Single-cell transcriptome analysis of human, marmoset and mouse embryos reveals common and divergent features of preimplantation development
Giuliano Giuseppe Stirparo,
Posted 07 Aug 2018
bioRxiv DOI: 10.1101/385815 (published DOI: 10.1242/dev.167833)
Posted 07 Aug 2018
The mouse embryo is the canonical model for mammalian preimplantation development. Recent advances in single-cell profiling allow detailed analysis of embryogenesis in other eutherian species, including human, to distinguish conserved from divergent regulatory programs and signalling pathways in the rodent paradigm. Here, we identify and compare transcriptional features of human, marmoset and mouse embryos by single-cell RNA-seq. Zygotic genome activation correlates with the presence of Polycomb Repressive Complexes in all three species, while ribosome biogenesis emerges as a predominant attribute in primate embryos, supporting prolonged translation of maternally deposited RNAs. We find that transposable element expression signatures are species-, stage- and lineage-specific. The pluripotency network in the primate epiblast lacks certain regulators operative in mouse, but encompasses WNT components and genes associated with trophoblast specification. Sequential activation of GATA6, SOX17 and GATA4 markers of primitive endoderm identity is conserved in primates. Unexpectedly, OTX2 is also associated with primitive endoderm specification in human and nonhuman primate blastocysts. Our cross-species analysis demarcates both conserved and primate-specific features of preimplantation development and underscores the molecular adaptability of early mammalian embryogenesis.

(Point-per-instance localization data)

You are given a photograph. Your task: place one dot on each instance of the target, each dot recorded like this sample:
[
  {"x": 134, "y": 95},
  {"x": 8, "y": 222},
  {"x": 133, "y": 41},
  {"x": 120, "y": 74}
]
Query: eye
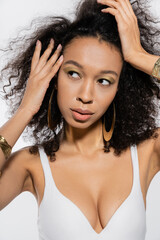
[
  {"x": 73, "y": 74},
  {"x": 104, "y": 82}
]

= Exercise instructions =
In the abstract on human, marmoset and mouse embryos, which gene is unexpectedly associated with primitive endoderm specification in human and nonhuman primate blastocysts?

= Exercise result =
OTX2